TASK GOAL -
In the records below, find the line containing "Place one dot per instance of the black baseball" and retype it and every line after it exactly, adding nothing.

Collected data -

-- Opening Marker --

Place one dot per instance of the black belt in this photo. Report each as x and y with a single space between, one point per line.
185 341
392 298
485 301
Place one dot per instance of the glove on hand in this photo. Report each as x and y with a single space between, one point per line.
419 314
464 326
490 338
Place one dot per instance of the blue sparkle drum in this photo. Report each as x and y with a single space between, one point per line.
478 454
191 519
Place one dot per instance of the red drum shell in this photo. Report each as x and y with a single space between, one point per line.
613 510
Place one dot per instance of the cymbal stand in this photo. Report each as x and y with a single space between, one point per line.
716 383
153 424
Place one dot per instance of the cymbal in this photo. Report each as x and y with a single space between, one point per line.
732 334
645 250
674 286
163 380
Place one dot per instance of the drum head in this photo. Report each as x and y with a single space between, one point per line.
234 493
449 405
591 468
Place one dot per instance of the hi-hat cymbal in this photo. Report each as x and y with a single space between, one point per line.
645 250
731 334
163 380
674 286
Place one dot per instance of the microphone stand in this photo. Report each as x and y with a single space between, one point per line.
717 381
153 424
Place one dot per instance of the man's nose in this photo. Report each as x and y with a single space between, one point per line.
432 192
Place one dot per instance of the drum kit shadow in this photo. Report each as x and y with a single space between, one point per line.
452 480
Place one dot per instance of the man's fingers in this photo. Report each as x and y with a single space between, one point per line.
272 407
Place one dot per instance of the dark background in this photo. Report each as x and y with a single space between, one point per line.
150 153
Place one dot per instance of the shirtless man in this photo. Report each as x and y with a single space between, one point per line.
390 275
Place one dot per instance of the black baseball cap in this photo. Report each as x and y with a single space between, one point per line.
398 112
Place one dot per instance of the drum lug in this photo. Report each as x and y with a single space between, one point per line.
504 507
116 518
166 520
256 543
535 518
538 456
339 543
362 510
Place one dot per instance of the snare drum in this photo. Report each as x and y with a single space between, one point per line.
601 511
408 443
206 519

-- Closing Marker --

WRITTEN RESPONSE -
Place one dot per instance of the black baseball cap in this photo. Report each as x and y with a single space between, one point per line.
398 112
Place one dot per instance of the drum lug in this photo. Report each as x and y with a single space between, one point per line.
504 507
116 518
166 520
256 543
535 518
538 456
339 543
362 510
Place one dot per instance of the snare drum in this photo. Report each as x and y with a single space between, one point per line.
601 511
408 443
206 519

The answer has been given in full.